*STATED PROBLEM:*
Could you reproduce, word for word, the lines of data starting with the line containing "label=river action=detect" and going on through the line containing "[578,138,622,161]", including both of those lines?

*MATERIALS PROVIDED:*

START

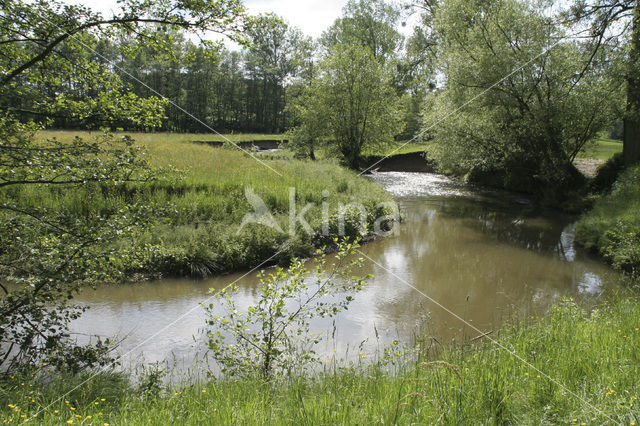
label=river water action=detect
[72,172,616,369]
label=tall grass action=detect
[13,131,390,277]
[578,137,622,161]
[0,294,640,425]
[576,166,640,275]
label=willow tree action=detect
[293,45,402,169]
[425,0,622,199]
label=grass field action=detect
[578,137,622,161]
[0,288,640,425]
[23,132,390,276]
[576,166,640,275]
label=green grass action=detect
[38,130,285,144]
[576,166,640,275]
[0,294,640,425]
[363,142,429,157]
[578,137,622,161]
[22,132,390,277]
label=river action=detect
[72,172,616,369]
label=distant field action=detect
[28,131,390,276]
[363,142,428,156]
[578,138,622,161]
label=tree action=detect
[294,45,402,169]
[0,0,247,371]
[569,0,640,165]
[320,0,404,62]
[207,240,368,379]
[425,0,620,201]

END
START

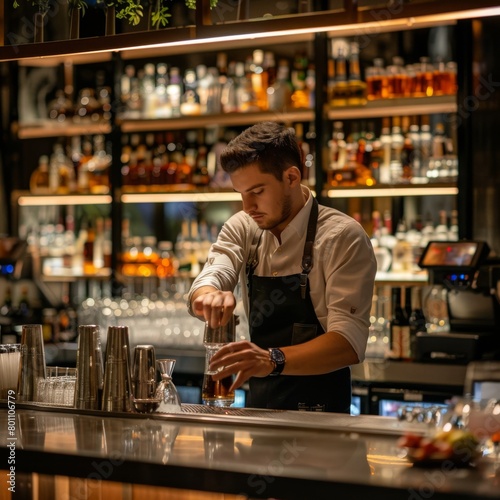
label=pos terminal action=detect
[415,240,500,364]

END

*OUTPUT FOR THIS TASK:*
label=river action=detect
[72,172,616,369]
label=distant field action=detect
[28,131,390,276]
[363,142,428,156]
[578,138,622,161]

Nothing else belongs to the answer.